Problem to work on:
Copy every line of the data that includes the string "outlet".

Records to use:
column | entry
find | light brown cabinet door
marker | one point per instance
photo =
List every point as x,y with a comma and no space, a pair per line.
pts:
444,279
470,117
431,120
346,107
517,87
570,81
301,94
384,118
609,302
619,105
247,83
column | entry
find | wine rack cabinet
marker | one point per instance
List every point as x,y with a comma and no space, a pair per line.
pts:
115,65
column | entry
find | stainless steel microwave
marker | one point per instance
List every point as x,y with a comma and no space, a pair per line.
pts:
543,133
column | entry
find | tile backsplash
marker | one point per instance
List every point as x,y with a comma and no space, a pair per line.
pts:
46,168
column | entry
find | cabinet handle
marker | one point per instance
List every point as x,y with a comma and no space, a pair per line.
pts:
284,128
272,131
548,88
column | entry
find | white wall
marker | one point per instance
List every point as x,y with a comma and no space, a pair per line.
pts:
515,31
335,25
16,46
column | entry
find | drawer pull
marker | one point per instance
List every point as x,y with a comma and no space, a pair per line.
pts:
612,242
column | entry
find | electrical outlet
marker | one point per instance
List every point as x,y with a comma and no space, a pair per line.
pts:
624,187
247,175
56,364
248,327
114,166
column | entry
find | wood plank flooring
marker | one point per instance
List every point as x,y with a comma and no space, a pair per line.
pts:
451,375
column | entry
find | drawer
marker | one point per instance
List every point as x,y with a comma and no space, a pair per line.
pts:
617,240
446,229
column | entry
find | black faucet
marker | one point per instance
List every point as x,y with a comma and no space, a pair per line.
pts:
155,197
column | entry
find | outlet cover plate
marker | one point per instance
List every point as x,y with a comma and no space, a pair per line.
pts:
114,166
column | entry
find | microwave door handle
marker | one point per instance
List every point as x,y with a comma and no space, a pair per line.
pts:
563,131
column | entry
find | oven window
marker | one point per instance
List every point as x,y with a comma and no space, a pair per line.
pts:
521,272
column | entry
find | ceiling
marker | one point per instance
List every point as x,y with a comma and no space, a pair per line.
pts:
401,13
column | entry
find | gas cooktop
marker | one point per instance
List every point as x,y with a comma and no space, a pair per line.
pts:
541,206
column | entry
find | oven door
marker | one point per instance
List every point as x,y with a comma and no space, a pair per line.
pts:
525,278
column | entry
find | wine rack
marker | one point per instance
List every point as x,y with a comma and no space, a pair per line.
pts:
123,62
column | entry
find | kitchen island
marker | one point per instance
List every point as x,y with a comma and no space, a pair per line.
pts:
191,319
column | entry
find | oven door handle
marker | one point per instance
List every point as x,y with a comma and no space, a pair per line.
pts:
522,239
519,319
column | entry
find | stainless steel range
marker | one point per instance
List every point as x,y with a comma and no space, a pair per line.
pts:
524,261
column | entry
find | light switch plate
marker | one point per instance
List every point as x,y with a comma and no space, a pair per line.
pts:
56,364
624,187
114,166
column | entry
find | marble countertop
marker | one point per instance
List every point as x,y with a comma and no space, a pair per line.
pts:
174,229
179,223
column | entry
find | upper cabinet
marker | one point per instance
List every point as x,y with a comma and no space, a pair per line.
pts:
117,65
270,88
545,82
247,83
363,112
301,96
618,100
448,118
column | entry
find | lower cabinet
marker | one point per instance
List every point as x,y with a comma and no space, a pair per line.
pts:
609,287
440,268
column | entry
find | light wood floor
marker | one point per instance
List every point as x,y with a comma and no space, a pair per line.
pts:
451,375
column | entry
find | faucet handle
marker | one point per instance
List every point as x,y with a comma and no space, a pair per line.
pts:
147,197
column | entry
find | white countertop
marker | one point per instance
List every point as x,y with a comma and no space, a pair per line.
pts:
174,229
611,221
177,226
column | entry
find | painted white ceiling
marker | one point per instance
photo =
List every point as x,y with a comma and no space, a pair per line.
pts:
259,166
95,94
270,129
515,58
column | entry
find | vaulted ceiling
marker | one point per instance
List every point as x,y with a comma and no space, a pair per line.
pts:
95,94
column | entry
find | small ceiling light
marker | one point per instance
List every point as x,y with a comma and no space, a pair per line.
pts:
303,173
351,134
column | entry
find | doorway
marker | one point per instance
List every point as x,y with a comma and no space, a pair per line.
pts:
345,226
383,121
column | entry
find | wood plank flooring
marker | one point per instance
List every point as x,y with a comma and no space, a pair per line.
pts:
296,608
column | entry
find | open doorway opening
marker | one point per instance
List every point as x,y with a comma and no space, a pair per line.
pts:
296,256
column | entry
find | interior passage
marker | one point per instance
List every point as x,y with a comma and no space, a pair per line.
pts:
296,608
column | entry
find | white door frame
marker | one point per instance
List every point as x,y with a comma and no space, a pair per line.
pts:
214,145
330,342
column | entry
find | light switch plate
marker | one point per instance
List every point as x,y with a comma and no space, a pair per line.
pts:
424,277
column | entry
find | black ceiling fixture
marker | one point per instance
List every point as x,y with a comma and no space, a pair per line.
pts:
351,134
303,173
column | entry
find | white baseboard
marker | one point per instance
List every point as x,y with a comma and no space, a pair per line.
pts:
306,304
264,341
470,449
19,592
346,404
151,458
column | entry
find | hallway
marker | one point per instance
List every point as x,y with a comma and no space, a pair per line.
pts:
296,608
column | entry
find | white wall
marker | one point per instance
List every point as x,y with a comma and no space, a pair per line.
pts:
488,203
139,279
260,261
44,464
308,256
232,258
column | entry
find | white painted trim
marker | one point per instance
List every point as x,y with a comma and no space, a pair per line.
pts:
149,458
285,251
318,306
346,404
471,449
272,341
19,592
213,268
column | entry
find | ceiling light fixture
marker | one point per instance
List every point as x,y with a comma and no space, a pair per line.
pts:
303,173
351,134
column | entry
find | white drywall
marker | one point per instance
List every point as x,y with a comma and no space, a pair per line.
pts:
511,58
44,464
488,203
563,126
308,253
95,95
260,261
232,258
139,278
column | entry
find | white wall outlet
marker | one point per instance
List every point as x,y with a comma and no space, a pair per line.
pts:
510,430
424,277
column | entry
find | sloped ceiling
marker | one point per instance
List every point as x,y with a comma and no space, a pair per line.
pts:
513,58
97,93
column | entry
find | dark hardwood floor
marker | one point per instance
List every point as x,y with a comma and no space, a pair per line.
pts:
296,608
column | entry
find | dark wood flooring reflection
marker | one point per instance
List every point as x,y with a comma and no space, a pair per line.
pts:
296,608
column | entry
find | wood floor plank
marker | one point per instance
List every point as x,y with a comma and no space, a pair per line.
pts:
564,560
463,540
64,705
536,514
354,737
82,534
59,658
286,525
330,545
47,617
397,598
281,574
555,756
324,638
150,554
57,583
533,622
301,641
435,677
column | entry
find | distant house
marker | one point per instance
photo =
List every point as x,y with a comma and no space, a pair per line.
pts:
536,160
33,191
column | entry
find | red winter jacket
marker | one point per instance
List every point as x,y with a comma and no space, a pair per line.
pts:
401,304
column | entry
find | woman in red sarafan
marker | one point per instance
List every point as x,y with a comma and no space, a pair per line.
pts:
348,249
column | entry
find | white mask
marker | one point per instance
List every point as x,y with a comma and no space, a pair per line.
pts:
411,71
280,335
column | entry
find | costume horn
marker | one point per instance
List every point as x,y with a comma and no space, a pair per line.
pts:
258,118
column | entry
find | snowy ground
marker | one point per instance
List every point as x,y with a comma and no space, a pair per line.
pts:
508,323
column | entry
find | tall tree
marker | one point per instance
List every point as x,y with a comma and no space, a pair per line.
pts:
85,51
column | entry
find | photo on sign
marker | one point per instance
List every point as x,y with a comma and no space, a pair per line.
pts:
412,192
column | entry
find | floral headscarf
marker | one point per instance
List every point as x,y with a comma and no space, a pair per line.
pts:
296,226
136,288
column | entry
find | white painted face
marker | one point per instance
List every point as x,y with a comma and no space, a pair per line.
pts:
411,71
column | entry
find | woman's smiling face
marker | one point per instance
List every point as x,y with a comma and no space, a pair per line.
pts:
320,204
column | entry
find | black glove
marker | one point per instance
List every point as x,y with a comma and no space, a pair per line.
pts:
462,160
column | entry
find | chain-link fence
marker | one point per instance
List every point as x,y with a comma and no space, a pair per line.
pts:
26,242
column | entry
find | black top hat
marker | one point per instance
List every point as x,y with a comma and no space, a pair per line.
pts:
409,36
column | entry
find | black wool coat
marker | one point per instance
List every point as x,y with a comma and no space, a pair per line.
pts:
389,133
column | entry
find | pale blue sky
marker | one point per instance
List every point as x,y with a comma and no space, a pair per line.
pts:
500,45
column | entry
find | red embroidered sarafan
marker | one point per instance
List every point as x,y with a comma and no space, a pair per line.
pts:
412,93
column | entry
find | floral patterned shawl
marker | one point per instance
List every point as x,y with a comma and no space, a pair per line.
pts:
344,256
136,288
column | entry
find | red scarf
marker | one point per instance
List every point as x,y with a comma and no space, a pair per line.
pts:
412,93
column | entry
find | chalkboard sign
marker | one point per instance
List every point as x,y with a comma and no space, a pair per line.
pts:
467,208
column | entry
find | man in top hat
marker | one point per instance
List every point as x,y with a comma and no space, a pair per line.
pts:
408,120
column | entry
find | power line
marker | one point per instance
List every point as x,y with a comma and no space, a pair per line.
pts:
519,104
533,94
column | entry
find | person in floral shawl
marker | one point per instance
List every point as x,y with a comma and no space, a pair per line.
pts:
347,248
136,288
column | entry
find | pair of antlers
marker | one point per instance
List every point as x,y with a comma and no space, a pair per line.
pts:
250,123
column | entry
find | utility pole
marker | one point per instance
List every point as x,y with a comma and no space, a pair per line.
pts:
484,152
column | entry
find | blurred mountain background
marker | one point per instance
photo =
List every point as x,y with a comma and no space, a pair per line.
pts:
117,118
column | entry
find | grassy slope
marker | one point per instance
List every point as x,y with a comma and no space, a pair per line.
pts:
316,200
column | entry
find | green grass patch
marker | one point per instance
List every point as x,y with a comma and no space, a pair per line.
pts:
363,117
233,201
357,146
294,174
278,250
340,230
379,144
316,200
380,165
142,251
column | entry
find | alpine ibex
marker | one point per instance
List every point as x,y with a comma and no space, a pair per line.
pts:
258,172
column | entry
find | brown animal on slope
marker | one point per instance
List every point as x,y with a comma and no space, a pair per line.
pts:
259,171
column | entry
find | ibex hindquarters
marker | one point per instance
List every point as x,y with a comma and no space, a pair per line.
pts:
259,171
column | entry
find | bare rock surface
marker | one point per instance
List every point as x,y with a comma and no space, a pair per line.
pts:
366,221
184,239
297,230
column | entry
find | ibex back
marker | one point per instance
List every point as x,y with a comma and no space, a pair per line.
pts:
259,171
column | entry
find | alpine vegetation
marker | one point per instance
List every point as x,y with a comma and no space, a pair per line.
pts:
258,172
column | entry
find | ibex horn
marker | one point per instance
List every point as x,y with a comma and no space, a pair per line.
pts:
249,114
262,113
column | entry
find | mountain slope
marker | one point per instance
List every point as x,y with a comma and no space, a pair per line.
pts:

Solution for this exercise:
find | electrical outlet
find | outlet cover plate
find | white wall outlet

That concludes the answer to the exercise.